Pull out each line of the listing below that contains the string "mustache", matching case exactly.

===============

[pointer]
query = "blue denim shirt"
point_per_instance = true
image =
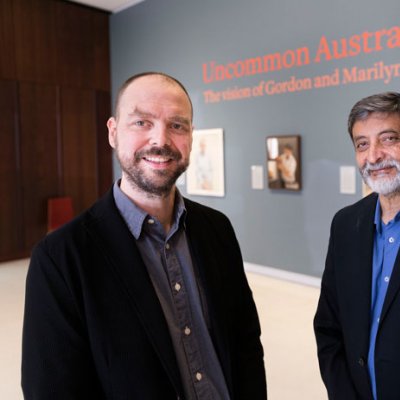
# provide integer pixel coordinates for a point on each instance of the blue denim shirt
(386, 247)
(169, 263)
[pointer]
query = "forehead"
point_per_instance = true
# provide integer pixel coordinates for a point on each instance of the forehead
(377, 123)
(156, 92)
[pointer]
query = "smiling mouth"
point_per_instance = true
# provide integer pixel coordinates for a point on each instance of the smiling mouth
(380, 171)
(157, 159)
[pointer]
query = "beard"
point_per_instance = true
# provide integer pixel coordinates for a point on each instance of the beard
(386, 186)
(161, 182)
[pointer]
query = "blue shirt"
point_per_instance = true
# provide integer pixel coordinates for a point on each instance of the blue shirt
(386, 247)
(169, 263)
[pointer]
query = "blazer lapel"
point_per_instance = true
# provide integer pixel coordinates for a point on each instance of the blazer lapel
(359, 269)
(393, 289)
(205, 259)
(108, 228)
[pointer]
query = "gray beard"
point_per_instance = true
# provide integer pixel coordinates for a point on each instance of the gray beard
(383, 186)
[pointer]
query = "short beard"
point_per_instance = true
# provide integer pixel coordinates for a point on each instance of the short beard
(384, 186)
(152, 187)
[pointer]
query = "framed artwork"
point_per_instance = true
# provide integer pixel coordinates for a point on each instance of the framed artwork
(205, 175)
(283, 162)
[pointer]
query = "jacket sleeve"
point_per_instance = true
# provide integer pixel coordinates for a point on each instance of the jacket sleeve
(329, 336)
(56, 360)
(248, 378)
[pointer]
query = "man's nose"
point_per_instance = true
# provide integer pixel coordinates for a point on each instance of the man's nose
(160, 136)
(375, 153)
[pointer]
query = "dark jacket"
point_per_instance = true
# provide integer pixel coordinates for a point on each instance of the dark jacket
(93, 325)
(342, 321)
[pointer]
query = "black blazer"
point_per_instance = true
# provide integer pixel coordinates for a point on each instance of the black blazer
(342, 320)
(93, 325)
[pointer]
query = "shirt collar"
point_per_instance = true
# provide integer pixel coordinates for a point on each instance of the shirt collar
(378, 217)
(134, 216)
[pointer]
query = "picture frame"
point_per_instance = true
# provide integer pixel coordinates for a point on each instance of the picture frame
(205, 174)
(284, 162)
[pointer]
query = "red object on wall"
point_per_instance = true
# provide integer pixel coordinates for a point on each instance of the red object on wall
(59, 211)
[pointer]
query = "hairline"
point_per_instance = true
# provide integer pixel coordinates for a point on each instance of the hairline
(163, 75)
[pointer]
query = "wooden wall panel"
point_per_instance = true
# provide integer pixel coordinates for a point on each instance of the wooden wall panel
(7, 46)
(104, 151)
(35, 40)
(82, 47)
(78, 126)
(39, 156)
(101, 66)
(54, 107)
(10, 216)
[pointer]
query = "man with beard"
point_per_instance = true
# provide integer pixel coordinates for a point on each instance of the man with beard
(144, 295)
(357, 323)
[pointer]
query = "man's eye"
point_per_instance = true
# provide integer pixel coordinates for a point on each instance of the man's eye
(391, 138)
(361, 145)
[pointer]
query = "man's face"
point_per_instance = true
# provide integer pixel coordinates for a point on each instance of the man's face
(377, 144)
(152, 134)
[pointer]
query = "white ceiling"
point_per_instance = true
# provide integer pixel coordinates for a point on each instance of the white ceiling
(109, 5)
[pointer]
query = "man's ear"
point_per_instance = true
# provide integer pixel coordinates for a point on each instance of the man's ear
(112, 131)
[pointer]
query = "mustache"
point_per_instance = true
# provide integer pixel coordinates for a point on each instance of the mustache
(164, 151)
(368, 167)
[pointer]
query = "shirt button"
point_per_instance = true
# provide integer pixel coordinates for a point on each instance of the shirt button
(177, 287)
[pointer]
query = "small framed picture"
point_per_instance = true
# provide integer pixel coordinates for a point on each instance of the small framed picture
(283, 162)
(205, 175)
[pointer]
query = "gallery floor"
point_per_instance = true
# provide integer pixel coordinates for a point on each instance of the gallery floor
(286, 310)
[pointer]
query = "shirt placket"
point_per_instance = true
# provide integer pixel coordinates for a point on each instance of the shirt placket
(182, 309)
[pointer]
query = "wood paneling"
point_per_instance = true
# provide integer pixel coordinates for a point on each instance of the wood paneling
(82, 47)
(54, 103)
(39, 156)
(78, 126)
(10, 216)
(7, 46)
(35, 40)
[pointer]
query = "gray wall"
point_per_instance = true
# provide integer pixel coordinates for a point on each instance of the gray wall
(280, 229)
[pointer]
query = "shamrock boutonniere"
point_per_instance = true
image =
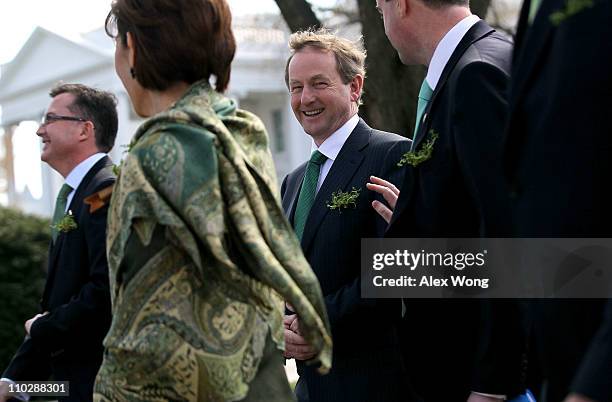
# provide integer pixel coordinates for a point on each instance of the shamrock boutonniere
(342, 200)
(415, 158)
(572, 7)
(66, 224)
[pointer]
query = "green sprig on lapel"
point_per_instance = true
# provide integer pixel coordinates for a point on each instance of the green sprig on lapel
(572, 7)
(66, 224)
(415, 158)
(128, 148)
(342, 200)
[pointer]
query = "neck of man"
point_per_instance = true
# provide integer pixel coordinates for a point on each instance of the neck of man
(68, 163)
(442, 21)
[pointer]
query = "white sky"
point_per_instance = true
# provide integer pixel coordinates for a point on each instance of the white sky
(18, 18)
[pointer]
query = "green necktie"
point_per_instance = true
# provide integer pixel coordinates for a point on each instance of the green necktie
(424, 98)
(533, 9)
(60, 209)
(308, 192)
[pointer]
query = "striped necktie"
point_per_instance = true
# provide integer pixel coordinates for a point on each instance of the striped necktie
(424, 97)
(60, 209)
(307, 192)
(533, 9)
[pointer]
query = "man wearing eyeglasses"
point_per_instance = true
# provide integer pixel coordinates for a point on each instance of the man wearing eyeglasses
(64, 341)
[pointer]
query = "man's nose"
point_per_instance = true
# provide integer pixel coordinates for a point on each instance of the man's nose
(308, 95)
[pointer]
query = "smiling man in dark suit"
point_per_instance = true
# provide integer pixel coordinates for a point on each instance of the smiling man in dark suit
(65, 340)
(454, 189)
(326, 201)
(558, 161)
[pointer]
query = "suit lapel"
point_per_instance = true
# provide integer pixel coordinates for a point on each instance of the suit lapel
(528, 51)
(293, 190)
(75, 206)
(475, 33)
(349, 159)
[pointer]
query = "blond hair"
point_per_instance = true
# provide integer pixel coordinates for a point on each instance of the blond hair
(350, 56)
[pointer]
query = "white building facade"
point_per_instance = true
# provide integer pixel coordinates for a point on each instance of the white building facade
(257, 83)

===============

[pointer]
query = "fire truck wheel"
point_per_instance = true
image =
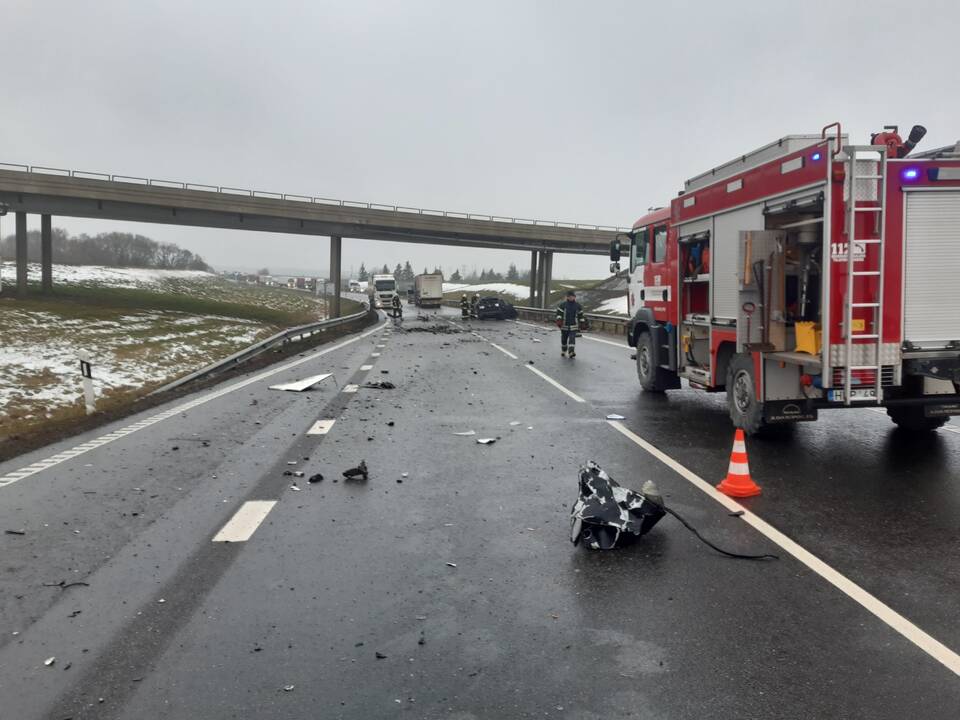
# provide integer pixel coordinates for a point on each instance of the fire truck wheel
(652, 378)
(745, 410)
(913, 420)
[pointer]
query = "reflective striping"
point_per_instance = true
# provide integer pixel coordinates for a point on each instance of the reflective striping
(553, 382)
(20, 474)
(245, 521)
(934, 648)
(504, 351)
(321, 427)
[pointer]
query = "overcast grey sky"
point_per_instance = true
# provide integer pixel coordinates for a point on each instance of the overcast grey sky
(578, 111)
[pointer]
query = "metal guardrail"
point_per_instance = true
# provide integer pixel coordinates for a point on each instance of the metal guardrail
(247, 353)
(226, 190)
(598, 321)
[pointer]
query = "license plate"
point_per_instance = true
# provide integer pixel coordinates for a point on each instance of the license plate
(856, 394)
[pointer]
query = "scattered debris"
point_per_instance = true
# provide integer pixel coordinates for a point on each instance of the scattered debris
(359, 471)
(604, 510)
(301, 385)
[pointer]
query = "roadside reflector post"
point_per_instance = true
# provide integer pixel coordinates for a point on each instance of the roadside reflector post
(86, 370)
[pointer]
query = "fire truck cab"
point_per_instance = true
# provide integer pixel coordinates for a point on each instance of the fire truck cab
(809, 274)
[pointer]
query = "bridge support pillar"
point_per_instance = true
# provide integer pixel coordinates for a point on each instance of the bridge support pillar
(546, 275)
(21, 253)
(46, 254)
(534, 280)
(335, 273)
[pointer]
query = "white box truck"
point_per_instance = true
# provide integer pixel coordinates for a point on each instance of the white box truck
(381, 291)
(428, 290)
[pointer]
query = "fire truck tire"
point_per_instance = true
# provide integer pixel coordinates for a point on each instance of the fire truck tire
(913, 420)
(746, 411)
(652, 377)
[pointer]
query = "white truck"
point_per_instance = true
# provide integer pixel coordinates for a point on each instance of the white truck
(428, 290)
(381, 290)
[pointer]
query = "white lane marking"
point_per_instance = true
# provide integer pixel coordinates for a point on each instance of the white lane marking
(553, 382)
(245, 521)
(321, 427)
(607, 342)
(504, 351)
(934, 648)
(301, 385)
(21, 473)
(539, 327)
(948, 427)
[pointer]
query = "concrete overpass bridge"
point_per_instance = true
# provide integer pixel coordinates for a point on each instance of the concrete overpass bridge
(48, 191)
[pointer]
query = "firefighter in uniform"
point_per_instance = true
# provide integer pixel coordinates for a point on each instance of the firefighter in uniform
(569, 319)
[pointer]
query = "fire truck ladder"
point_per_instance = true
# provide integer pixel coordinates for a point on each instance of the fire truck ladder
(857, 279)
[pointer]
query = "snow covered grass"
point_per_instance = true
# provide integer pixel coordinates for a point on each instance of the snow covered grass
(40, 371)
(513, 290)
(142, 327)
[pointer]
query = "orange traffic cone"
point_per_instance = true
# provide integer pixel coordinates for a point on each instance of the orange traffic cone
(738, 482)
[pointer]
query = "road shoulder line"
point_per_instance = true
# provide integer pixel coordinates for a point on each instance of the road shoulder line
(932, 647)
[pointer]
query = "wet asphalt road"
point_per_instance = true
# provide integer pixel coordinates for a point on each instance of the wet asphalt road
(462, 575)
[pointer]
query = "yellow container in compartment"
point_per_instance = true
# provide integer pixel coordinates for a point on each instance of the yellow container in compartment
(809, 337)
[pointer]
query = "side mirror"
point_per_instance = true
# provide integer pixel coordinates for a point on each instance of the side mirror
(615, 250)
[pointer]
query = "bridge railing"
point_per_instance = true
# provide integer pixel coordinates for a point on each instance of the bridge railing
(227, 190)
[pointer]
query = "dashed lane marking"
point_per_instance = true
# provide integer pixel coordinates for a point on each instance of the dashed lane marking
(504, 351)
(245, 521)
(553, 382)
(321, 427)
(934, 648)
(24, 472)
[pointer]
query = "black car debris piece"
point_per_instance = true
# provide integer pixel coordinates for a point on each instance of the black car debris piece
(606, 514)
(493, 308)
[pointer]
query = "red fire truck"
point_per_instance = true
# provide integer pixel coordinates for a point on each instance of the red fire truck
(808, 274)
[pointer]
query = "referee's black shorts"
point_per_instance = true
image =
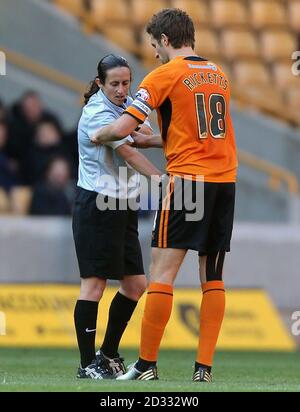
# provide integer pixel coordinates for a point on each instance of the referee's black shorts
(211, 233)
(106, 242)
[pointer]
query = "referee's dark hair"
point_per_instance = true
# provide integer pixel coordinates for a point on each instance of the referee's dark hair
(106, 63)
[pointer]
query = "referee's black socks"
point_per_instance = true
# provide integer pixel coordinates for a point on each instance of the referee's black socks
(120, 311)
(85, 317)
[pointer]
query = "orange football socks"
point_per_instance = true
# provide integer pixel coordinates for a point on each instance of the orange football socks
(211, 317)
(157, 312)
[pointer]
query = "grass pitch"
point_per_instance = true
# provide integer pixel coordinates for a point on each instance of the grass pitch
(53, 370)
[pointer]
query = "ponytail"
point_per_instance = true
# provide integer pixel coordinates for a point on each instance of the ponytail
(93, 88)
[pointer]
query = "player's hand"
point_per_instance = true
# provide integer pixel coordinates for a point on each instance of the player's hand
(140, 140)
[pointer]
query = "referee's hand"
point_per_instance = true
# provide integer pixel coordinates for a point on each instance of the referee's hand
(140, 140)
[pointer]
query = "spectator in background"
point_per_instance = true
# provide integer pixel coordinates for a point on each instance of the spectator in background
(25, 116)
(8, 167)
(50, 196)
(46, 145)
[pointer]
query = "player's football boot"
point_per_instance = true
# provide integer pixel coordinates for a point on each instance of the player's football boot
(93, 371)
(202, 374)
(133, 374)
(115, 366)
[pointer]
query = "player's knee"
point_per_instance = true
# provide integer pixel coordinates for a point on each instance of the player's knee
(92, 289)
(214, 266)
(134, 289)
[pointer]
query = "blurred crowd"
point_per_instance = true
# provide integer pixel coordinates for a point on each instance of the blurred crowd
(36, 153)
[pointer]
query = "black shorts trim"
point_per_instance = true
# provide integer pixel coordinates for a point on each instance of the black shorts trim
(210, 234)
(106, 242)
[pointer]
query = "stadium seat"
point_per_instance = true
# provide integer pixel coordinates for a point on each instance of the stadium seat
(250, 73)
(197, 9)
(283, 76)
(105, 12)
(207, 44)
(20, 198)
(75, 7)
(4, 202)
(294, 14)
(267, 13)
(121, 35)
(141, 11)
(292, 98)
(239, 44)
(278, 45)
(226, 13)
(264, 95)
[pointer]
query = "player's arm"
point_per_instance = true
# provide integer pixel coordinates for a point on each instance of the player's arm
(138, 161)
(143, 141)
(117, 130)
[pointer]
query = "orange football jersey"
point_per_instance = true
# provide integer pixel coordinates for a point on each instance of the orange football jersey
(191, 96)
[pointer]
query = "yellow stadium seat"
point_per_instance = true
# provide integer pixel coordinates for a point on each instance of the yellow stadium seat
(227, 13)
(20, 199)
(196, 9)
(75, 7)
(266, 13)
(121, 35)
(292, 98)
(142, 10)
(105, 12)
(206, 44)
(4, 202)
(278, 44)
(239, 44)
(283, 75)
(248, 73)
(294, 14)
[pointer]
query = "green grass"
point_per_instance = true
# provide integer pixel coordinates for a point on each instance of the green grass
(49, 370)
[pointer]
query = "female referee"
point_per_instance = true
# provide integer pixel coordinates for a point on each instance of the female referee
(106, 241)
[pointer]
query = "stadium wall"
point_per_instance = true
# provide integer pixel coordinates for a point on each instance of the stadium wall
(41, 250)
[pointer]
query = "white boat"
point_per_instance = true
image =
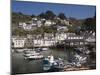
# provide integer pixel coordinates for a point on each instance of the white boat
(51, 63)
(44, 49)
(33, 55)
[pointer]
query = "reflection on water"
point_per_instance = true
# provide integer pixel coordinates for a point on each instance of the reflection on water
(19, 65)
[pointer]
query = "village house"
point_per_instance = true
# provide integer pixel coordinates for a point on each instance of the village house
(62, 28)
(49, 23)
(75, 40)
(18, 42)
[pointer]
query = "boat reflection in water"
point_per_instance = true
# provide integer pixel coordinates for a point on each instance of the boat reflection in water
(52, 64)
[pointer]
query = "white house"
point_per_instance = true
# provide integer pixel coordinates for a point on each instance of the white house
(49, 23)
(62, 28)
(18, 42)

===============

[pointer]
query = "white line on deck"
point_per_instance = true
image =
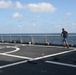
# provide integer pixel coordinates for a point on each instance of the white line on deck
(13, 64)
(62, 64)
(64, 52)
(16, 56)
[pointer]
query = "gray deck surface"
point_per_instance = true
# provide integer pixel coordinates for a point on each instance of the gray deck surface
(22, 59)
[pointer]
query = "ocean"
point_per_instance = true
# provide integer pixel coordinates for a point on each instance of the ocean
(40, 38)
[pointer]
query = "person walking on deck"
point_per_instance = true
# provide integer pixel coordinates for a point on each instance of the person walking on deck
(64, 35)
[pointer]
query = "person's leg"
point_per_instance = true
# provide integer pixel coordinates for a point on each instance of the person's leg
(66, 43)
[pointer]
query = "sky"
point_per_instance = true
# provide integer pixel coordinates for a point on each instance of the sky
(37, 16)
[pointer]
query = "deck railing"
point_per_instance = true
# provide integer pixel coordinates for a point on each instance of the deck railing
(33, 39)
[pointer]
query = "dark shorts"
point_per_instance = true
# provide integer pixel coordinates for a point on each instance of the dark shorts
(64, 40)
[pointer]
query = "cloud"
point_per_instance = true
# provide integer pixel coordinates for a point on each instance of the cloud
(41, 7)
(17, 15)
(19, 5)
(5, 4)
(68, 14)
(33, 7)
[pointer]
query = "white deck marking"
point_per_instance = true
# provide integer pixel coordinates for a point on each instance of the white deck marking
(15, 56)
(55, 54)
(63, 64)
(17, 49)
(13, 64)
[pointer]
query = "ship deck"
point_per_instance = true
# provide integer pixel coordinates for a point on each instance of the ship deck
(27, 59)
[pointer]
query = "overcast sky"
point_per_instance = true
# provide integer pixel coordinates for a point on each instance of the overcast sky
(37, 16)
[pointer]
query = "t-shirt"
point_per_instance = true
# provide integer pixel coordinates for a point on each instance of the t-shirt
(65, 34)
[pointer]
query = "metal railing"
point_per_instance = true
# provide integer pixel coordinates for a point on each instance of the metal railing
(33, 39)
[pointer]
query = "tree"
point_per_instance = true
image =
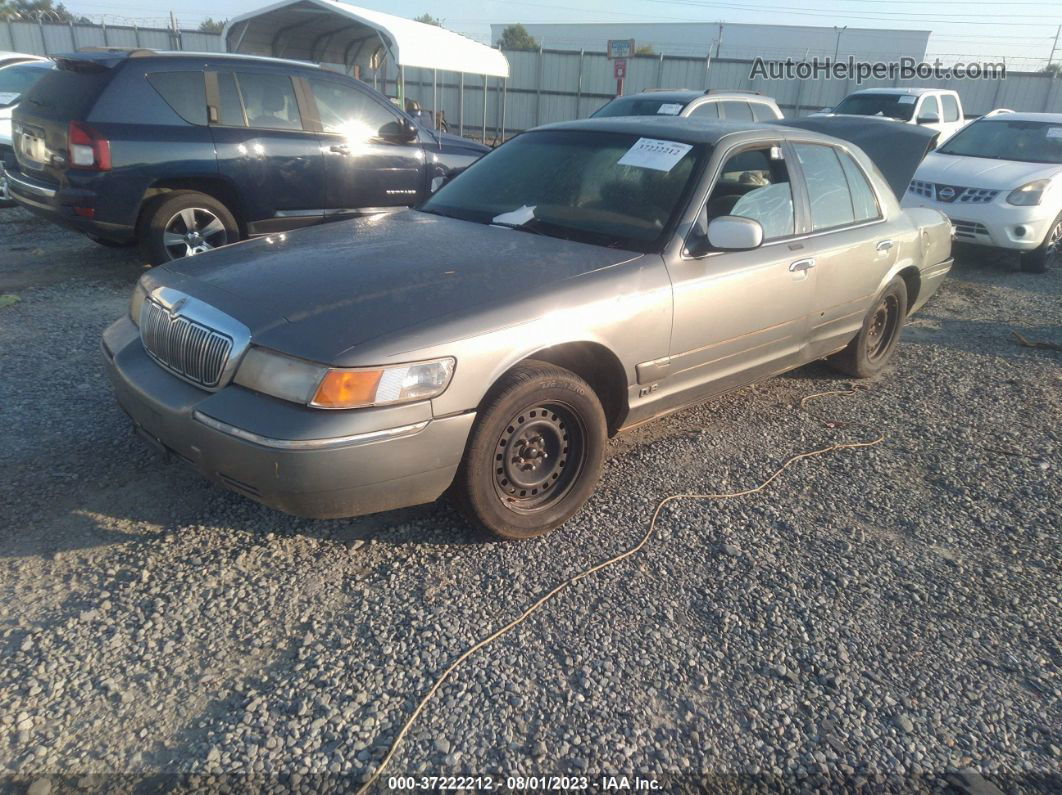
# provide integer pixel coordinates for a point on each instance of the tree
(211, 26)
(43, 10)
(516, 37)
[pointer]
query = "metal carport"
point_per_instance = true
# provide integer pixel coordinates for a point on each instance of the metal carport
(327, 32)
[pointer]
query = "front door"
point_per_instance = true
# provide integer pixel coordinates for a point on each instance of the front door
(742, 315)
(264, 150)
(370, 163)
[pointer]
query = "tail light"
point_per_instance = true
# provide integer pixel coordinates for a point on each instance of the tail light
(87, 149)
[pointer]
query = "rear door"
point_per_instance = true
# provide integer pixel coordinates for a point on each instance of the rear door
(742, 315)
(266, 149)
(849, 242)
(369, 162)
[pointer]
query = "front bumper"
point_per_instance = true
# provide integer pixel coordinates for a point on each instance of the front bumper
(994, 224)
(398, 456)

===============

THE ANSWER:
query = "mustache"
# provide integer pixel coordinates for a point on each instance of the mustache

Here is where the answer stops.